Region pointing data

..........

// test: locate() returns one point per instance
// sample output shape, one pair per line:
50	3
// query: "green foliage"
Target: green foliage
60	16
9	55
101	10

..........

=== What to do ===
A verbatim reproduction of all the records above is the expected answer.

=== Response ===
// test: locate() returns one point per instance
// sample output shape, one pair per line:
50	3
// query: "green foliage"
Target: green foliage
60	16
9	55
101	10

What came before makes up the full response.